-- Begin Stored data --

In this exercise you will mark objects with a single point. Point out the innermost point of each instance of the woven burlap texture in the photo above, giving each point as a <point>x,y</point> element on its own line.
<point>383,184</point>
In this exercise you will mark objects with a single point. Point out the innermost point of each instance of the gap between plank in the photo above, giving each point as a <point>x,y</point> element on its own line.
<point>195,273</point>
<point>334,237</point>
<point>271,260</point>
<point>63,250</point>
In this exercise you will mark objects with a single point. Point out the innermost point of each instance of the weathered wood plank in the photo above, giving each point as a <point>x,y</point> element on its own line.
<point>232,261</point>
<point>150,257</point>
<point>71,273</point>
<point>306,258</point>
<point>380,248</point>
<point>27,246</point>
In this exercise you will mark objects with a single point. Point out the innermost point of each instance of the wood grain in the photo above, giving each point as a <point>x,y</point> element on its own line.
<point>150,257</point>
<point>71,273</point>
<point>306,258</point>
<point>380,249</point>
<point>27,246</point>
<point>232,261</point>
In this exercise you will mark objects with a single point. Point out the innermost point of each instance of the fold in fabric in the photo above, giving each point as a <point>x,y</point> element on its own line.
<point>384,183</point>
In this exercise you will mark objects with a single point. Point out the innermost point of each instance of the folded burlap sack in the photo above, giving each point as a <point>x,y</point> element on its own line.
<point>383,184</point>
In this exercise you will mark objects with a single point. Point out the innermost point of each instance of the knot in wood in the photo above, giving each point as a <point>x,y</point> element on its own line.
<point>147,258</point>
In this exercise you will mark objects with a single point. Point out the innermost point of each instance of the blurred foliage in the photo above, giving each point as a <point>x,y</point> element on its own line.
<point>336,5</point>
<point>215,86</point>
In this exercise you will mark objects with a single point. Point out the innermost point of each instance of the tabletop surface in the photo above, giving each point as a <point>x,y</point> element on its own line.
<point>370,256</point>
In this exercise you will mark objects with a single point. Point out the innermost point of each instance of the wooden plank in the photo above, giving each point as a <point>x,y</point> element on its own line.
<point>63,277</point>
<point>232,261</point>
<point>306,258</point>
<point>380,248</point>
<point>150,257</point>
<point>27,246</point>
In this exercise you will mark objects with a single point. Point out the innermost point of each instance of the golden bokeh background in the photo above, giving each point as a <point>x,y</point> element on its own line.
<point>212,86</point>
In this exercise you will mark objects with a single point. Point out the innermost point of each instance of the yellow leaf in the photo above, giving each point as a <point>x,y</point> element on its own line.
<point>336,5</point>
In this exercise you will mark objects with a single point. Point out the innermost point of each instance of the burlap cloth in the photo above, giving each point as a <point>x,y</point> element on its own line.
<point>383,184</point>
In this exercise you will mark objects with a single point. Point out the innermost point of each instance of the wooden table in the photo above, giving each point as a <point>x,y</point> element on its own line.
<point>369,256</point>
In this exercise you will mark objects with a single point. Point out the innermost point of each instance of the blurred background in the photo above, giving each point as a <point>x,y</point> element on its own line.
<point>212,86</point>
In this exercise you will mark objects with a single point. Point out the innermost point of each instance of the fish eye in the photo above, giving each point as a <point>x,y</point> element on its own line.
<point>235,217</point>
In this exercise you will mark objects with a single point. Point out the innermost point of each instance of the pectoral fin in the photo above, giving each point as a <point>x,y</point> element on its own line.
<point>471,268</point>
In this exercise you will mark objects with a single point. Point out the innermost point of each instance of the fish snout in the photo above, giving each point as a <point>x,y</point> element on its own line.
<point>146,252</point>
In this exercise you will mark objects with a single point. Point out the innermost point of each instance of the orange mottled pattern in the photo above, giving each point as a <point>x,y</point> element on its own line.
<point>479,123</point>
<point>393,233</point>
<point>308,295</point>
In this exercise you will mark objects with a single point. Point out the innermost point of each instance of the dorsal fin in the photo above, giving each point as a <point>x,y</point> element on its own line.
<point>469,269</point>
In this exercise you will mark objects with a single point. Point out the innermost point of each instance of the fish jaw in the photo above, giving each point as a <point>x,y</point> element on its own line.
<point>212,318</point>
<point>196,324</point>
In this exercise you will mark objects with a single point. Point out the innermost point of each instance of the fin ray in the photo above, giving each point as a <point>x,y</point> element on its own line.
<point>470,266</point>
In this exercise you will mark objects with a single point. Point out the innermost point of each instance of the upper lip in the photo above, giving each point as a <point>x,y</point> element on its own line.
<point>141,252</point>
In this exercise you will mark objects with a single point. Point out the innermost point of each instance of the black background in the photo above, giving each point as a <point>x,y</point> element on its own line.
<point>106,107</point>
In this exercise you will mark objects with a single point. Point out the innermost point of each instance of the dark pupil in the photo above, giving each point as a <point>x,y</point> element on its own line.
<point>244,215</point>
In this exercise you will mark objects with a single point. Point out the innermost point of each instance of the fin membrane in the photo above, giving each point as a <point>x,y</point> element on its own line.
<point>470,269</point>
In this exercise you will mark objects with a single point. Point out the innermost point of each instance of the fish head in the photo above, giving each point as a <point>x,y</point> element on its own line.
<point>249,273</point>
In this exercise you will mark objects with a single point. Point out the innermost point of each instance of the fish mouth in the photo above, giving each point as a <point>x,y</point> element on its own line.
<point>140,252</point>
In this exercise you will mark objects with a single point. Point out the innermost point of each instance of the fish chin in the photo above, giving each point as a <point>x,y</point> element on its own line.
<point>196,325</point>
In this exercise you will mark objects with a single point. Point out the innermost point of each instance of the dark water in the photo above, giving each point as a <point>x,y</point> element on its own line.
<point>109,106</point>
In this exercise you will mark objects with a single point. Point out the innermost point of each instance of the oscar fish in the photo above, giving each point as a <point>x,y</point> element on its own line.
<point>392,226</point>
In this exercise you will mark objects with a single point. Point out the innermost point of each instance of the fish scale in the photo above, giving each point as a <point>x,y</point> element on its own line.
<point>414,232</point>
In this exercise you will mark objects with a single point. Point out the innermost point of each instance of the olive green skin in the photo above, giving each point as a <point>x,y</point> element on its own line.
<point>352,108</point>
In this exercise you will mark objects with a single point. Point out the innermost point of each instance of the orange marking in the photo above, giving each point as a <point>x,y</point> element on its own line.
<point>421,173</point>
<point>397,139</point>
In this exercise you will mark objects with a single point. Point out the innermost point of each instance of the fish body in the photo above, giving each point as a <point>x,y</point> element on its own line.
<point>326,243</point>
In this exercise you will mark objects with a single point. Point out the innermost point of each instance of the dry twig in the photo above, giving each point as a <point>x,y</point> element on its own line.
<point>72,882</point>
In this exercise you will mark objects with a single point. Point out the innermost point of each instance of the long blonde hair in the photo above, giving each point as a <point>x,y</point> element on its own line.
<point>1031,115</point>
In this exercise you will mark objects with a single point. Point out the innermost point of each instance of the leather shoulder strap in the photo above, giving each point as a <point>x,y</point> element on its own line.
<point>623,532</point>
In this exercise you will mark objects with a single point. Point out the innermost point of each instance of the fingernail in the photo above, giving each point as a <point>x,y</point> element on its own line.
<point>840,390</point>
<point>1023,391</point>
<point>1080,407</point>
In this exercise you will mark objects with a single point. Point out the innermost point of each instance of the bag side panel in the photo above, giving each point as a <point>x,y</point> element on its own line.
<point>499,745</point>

-- End Stored data --

* **What to produce**: Reproduce the entire listing above word for word, from its first line through its last.

* **Answer for the task**:
In this exercise you will mark objects with a single point. Point out the innermost point of each instance of the woven burlap texture in the photo above, giving each point as a <point>x,y</point> element on its own line.
<point>383,184</point>
In this exercise you will mark objects with a single point. Point out the innermost point of each instance of the gap between plank in the photo above, giving each point as a <point>x,y</point> element on its own line.
<point>195,273</point>
<point>334,237</point>
<point>271,260</point>
<point>63,250</point>
In this exercise you will mark objects with a single point. Point out the innermost point of each instance of the weathered wood plank in the photo above, giving each point as a <point>x,y</point> element on its own line.
<point>232,261</point>
<point>150,257</point>
<point>71,273</point>
<point>306,258</point>
<point>380,248</point>
<point>27,246</point>
In this exercise you will mark objects with a single point. Point out the innermost point of each instance of the wood grain in the photo above, giving each point as a <point>x,y</point> element on its own line.
<point>150,257</point>
<point>71,273</point>
<point>306,258</point>
<point>380,249</point>
<point>27,246</point>
<point>232,261</point>
In this exercise you will mark objects with a single point. Point out the innermost point of each instance of the fold in fabric in the photo above, giving each point as a <point>x,y</point> element on its own line.
<point>384,183</point>
In this exercise you will mark objects with a single point. Point out the innermost point of each instance of the folded burlap sack in the photo above, giving each point as a <point>x,y</point> element on its own line.
<point>383,184</point>
In this exercise you will mark objects with a single point. Point out the innermost point of each instance of the knot in wood in the photo above, giving each point as a <point>x,y</point> element on its own line.
<point>147,258</point>
In this exercise you will mark objects with a single point. Point out the innermost point of each instance of the blurred foliage in the photo above, giving each point as a <point>x,y</point> element on its own line.
<point>336,5</point>
<point>215,86</point>
In this exercise you will mark objects with a single point. Point out the innermost point of each instance of the tabletop surface in the photo above, giving each point as a <point>x,y</point> element on its own line.
<point>370,256</point>
In this exercise you will mark objects with a single point. Point out the innermost point of each instance of the wooden plank in the photo above, giving each point as a <point>x,y</point> element on its own line.
<point>63,277</point>
<point>232,261</point>
<point>306,258</point>
<point>380,248</point>
<point>150,257</point>
<point>27,246</point>
In this exercise you will mark objects with a single point. Point out the innermost point of each instance of the golden bokeh background in the photo above, giving each point as a <point>x,y</point> element on its own line.
<point>212,86</point>
In this exercise you will mark objects with a single point. Point out the innermost point of each instance of the yellow leaf in the photo above, giving each point as a <point>x,y</point> element on its own line.
<point>336,5</point>
In this exercise you will mark objects with a single point. Point out the innermost point of each instance of the burlap cloth in the photo above, giving each point as a <point>x,y</point> element on its own line.
<point>383,184</point>
In this exercise you will mark objects with a single point. Point out the innermost point of each instance of the wooden table in the photo above, giving each point as a <point>x,y</point> element on its own line.
<point>369,256</point>
In this exercise you will mark objects with a single point. Point out the innermost point of each instance of the blurred background in the photo above, giving each point as a <point>x,y</point> element on its own line.
<point>212,86</point>
In this exercise you will mark objects with a single point. Point out the innermost point of each instance of the fish eye in the photo above, giving each point as a <point>x,y</point> element on its own line.
<point>235,217</point>
In this exercise you will mark objects with a single point. Point out the innermost point of each instance of the pectoral fin in the photo above, giving each point as a <point>x,y</point> element on its own line.
<point>471,268</point>
In this exercise you will mark objects with a single point. Point out the innermost point of each instance of the fish snout in the photo above, giving each point as a <point>x,y</point> element on its own line.
<point>146,252</point>
In this exercise you will mark objects with a single point. Point out the innermost point of each instance of the orange mottled pattern in the photo above, giving each point as a <point>x,y</point> element on its own line.
<point>479,123</point>
<point>393,233</point>
<point>308,295</point>
In this exercise you will mark objects with a single point. Point out the innermost point of each instance of the dorsal fin in the photo above, giving each point as a <point>x,y</point> element on its own line.
<point>469,269</point>
In this exercise you will mark objects with a single point. Point out the innermost point of each instance of the fish jaw in the photo above, giving each point as a <point>x,y</point> element on its own line.
<point>212,318</point>
<point>196,324</point>
In this exercise you will mark objects with a single point. Point out the innermost point of each instance of the fin ray in the photo above, giving each point as a <point>x,y</point> element on its own line.
<point>470,266</point>
In this exercise you will mark objects with a single point. Point out the innermost point of each instance of the upper lip in the photo above, giving each point as a <point>x,y</point> element on its own line.
<point>141,252</point>
In this exercise you will mark objects with a single point. Point out the innermost point of each instance of the black background in the photo above, giving each point as a <point>x,y</point> element on its own line.
<point>106,107</point>
In this exercise you will mark objects with a single point. Point out the innermost point of each instance of the dark pupil in the photo above, giving each point as a <point>x,y</point> element on its own line.
<point>244,215</point>
In this exercise you will mark objects with a single point. Point out the innermost point of each instance of the fin membrane in the photo above, giving each point as a <point>x,y</point> element on its own line.
<point>470,269</point>
In this exercise you will mark objects with a single point. Point out the innermost point of each instance of the fish head in the photo above, giving each point as a <point>x,y</point> element on its own line.
<point>249,273</point>
In this exercise you will mark objects with a single point. Point out the innermost point of each instance of the fish mouth in the photo above, giving each point as a <point>x,y</point> element on its own line.
<point>140,252</point>
In this exercise you will mark objects with a single point. Point out the innermost point of each instance of the fish chin in the photo above, giving each point as a <point>x,y</point> element on its own line.
<point>196,325</point>
In this exercise you will mark objects with a single point. Point out the innermost point of each instance of the dark water in the photo above, giving each point as a <point>x,y</point> element on its own line.
<point>109,106</point>
In this exercise you will mark objects with a single point. Point out the innermost point of each instance of the oscar fish in the photo above, giving each point as a <point>x,y</point> element on its own line.
<point>392,226</point>
In this exercise you will mark objects with a single point. Point out the innermost point of each instance of the fish scale in the photo above, giving each point as a <point>x,y</point> element on its own line.
<point>414,232</point>
In this exercise you will mark objects with a single point. Point out the innermost point of each instance of the olive green skin in the photo above, giving each point as a <point>x,y</point> element on its own line.
<point>352,108</point>
In this exercise you will mark objects with a single point. Point out the innermost point of each instance of the orange marking in the photo above, giving each point as a <point>x,y</point> element on its own line.
<point>421,173</point>
<point>397,139</point>
In this exercise you will mark objects with a single point. Point out the innermost point of each instance of the fish body in the photo above, giving each point as a <point>x,y</point> element on its own line.
<point>326,243</point>
In this exercise you will mark objects with a single point. Point out the innermost point of each instance of the dry twig in the photo above, giving each point as a <point>x,y</point> element on its own line.
<point>72,882</point>
In this exercise you will mark objects with a single point. Point out the innermost point of each instance of the long blonde hair in the photo above, giving each point as a <point>x,y</point> element on its own line.
<point>1031,115</point>
In this exercise you will mark objects with a single point. Point out the innermost point of each instance of the leather shoulder strap in the photo above, giving each point as a <point>x,y</point> element on its own line.
<point>623,532</point>
In this exercise you will mark objects with a single point. Point out the innermost point of each instance of the fingernail in the photo above, giving each point as a <point>x,y</point> element on its own line.
<point>840,390</point>
<point>1023,391</point>
<point>1080,407</point>
In this exercise you will mark objects with a single point. Point out the innermost point of each instance of the bag side panel in the photo above, giving each point as a <point>x,y</point> element on its own line.
<point>499,745</point>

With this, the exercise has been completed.